▸ Requirement
Reproduce the following lines without any changes.

┌────────

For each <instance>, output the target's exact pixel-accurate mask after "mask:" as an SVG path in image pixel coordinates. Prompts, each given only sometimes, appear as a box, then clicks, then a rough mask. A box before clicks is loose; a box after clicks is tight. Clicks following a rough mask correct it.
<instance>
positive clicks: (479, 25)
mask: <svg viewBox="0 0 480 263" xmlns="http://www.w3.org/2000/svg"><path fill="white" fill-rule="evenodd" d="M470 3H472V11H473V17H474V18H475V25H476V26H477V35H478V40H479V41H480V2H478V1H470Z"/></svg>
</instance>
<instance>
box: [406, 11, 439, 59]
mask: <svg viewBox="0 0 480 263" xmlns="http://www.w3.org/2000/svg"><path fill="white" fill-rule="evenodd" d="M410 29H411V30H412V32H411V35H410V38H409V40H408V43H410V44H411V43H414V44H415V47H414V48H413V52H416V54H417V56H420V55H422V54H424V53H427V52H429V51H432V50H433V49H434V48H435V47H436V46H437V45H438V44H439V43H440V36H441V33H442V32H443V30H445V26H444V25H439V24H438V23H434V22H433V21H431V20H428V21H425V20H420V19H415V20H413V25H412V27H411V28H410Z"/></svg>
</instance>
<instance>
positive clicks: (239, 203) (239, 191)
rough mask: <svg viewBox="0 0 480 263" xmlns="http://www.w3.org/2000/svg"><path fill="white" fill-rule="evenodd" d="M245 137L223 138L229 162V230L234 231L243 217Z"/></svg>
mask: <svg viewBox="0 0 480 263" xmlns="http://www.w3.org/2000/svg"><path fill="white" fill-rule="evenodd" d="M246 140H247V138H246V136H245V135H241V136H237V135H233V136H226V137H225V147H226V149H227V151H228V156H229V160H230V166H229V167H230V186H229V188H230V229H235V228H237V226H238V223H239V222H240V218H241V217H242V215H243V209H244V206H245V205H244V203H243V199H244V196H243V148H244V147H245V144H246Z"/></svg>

└────────

▸ Answer
For each <instance>, output the target's exact pixel-accurate mask after "mask:" as an SVG path in image pixel coordinates. Prompts, each given only sometimes, appear as a box, then clicks, then a rough mask. A box before clicks is loose; a box after clicks is tight. Clicks following a rough mask correct it.
<instance>
positive clicks: (479, 25)
mask: <svg viewBox="0 0 480 263" xmlns="http://www.w3.org/2000/svg"><path fill="white" fill-rule="evenodd" d="M470 3H472V11H473V17H474V18H475V25H476V26H477V35H478V40H479V41H480V2H478V1H470Z"/></svg>
</instance>
<instance>
box: [406, 11, 439, 59]
mask: <svg viewBox="0 0 480 263" xmlns="http://www.w3.org/2000/svg"><path fill="white" fill-rule="evenodd" d="M410 29H411V30H412V32H411V35H410V38H409V40H408V43H410V44H411V43H414V44H415V47H414V48H413V52H416V54H417V56H420V55H422V54H424V53H427V52H429V51H432V50H433V49H434V48H435V47H436V46H437V45H438V44H439V43H440V36H441V33H442V32H443V30H445V26H444V25H439V24H438V23H434V22H433V21H431V20H428V21H425V20H420V19H415V20H413V25H412V27H411V28H410Z"/></svg>
</instance>
<instance>
positive clicks: (239, 203) (239, 191)
rough mask: <svg viewBox="0 0 480 263" xmlns="http://www.w3.org/2000/svg"><path fill="white" fill-rule="evenodd" d="M245 137L223 138L229 162V230L234 231L243 217Z"/></svg>
mask: <svg viewBox="0 0 480 263" xmlns="http://www.w3.org/2000/svg"><path fill="white" fill-rule="evenodd" d="M246 140H247V138H246V136H245V135H241V136H237V135H233V136H226V137H225V147H226V149H227V151H228V156H229V160H230V166H229V167H230V186H229V188H230V229H235V228H237V226H238V223H239V222H240V218H241V217H242V215H243V209H244V206H245V205H244V203H243V199H244V196H243V148H244V147H245V144H246Z"/></svg>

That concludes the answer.